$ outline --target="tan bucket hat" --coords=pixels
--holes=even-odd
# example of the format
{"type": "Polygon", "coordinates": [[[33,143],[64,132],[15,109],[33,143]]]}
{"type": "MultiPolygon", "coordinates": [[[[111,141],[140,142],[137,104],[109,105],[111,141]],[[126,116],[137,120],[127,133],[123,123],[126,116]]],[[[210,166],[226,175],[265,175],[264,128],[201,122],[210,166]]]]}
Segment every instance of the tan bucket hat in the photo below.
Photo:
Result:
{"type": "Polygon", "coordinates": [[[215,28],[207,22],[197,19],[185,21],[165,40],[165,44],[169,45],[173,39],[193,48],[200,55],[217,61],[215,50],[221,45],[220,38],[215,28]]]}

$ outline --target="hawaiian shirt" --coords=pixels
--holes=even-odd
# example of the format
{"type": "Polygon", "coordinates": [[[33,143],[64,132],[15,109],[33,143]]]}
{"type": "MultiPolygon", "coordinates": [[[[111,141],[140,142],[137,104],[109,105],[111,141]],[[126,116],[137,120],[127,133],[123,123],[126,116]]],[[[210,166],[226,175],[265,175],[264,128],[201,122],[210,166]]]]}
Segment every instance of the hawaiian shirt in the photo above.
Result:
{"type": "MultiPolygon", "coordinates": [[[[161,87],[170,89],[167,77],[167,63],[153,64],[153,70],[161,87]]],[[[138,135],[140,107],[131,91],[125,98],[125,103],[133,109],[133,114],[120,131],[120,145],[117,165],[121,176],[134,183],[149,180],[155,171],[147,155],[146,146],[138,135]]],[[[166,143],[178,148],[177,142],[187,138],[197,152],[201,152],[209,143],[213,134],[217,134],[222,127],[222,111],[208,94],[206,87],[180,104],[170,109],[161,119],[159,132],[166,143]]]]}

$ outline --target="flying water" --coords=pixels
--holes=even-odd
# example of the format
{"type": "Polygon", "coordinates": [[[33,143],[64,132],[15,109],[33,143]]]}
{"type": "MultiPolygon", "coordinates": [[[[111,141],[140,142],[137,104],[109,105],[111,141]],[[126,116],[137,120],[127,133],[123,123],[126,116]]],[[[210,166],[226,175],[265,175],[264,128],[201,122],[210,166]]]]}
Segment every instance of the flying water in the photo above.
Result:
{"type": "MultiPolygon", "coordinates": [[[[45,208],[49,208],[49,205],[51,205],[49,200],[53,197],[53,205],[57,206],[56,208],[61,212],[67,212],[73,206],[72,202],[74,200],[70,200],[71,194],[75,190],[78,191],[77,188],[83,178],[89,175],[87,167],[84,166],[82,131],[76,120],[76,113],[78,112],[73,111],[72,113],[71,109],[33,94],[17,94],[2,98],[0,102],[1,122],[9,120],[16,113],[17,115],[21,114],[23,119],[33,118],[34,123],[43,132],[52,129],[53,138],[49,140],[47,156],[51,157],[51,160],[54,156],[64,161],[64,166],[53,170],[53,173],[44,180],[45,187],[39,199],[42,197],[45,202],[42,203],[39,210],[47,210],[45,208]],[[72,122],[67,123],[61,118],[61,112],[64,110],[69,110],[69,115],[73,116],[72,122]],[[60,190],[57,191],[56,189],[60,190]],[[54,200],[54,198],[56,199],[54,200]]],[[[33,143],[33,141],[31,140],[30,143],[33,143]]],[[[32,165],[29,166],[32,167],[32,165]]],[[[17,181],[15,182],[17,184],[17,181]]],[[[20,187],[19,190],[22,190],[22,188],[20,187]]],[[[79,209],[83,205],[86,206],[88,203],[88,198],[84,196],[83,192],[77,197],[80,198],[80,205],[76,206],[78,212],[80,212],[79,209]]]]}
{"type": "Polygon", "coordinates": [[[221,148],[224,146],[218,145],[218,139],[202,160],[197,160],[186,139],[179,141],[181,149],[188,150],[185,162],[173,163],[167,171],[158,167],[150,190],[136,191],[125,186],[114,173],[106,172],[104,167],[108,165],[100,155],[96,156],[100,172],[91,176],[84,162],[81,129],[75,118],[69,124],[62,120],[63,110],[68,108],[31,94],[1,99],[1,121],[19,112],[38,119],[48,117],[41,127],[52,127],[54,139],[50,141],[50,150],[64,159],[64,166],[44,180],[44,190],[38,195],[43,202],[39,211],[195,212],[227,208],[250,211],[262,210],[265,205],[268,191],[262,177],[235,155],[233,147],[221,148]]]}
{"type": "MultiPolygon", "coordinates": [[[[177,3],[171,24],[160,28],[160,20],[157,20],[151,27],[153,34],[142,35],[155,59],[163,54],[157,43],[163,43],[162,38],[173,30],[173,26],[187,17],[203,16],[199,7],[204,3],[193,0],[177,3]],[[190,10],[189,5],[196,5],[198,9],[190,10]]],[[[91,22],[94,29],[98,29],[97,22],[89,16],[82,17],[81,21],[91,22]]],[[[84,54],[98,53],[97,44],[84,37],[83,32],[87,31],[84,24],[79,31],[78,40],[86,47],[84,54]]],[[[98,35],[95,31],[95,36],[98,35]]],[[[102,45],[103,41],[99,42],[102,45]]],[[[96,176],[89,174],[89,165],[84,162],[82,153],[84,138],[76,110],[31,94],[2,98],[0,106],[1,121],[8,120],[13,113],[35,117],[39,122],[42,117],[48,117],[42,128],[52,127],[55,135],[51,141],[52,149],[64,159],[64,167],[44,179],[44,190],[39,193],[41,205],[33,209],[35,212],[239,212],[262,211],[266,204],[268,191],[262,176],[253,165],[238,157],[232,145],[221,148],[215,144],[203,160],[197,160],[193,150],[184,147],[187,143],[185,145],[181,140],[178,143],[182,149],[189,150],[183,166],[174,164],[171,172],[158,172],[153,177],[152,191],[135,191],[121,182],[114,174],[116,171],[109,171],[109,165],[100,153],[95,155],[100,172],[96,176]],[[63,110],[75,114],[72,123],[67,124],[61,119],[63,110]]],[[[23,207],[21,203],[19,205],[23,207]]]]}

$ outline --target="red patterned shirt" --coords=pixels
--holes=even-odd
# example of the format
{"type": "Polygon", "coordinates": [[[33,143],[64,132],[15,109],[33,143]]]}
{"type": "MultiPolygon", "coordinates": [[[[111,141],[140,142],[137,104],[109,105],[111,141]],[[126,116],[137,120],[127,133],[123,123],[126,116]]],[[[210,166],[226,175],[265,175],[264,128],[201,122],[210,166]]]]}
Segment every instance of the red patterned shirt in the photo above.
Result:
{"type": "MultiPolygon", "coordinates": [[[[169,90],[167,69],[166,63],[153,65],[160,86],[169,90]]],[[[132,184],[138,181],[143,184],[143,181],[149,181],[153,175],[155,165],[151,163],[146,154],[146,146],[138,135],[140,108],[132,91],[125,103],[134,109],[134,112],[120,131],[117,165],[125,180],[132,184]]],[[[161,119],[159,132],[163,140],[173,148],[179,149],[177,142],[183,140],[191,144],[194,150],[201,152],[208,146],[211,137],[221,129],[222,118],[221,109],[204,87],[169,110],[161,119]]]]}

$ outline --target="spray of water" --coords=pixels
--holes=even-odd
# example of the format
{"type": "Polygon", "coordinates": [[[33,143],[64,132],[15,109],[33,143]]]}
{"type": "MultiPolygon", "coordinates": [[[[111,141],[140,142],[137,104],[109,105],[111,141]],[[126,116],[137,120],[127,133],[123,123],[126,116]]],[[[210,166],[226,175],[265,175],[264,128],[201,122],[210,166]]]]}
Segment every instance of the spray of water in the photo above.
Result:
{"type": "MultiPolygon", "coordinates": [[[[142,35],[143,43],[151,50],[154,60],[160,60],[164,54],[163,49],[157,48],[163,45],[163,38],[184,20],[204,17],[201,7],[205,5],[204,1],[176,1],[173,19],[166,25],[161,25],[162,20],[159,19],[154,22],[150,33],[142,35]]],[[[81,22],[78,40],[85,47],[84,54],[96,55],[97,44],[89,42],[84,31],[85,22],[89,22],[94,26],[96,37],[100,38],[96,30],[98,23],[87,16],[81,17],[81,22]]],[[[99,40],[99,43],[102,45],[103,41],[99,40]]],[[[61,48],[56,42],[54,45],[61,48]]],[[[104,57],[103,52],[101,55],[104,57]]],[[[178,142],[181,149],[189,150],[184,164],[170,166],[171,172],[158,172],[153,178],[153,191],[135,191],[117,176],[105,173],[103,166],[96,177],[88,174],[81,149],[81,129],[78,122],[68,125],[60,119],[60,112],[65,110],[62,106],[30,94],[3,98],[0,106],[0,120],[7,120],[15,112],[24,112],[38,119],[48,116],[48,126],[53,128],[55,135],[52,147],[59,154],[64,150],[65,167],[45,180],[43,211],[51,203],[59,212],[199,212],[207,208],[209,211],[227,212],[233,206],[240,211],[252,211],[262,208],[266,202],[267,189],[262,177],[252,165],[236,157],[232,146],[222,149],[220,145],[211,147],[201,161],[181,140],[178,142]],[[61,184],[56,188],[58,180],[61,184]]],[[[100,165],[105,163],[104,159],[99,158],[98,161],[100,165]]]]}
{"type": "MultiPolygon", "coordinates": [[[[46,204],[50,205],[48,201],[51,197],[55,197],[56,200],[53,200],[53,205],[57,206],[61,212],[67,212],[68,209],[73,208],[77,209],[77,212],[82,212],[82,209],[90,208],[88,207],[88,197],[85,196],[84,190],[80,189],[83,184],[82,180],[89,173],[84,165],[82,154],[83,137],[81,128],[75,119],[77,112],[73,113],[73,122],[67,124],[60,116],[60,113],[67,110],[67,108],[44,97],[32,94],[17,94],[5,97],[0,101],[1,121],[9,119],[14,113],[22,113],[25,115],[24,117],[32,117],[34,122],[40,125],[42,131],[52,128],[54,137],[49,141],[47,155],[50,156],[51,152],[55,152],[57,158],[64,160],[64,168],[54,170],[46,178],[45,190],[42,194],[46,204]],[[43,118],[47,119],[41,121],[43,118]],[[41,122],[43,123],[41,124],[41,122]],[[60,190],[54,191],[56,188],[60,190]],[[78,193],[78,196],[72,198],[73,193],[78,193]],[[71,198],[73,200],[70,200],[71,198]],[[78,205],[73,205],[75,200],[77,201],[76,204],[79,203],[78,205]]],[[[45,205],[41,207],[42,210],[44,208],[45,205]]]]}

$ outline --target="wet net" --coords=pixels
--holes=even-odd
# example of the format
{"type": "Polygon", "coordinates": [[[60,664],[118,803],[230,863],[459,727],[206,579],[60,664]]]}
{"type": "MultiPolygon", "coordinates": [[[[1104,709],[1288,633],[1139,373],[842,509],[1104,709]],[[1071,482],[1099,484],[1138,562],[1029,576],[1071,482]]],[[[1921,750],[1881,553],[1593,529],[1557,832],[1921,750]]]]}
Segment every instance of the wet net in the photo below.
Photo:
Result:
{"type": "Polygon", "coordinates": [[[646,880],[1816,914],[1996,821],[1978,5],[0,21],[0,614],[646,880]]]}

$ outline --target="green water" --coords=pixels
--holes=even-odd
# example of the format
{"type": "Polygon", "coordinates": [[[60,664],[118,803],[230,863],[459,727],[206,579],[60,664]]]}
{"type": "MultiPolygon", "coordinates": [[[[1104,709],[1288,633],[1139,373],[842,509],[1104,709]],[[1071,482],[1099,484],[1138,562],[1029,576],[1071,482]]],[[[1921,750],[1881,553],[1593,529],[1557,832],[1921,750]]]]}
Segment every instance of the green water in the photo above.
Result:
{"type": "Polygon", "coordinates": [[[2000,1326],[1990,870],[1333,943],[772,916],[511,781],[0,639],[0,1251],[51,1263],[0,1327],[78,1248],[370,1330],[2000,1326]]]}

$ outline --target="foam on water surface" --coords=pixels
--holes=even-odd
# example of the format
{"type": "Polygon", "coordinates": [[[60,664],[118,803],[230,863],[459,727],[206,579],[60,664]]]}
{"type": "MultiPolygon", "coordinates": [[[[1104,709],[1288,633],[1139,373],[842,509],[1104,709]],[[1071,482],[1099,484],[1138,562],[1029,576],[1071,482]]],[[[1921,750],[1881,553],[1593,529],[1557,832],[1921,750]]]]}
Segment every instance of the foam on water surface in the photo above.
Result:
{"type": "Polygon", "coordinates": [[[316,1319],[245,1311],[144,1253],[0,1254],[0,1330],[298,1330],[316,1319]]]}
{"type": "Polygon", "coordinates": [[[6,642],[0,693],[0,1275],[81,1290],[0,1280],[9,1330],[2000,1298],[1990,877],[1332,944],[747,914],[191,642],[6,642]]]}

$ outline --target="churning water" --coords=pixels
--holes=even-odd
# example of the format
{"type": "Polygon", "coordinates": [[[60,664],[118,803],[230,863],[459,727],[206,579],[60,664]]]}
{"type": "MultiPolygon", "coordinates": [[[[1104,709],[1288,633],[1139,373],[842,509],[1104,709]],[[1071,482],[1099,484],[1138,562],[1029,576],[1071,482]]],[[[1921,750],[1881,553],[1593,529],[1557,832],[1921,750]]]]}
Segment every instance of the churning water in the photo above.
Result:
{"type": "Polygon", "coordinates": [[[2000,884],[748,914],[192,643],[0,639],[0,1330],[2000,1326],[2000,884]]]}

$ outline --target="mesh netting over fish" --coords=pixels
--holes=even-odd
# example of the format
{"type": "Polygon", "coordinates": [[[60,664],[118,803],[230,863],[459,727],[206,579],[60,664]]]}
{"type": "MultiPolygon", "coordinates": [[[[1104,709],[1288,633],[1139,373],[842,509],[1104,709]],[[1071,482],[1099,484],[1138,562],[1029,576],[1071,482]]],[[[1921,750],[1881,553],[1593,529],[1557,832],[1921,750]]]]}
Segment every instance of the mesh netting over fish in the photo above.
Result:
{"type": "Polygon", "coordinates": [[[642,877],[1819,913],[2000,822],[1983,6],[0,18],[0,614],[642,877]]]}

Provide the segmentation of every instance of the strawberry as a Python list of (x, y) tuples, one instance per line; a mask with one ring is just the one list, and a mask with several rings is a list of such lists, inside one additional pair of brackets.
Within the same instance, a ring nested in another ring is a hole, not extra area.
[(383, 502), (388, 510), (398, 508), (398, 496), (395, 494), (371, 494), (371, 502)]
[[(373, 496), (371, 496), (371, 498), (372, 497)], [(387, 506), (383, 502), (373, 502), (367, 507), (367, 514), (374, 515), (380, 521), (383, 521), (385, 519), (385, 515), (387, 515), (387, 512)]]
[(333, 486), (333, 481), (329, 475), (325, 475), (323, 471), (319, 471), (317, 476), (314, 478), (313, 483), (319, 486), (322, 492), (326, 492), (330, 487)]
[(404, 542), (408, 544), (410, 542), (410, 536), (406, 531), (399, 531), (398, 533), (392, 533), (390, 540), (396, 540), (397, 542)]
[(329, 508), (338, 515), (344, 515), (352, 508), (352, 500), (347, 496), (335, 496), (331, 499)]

────────────────

* [BRIEF]:
From the listing above, pick out every line containing "mesh".

* [WRITTEN REPLY]:
$ outline --target="mesh netting over fish" --coords=pixels
Segment every instance of the mesh netting over fish in the photo above.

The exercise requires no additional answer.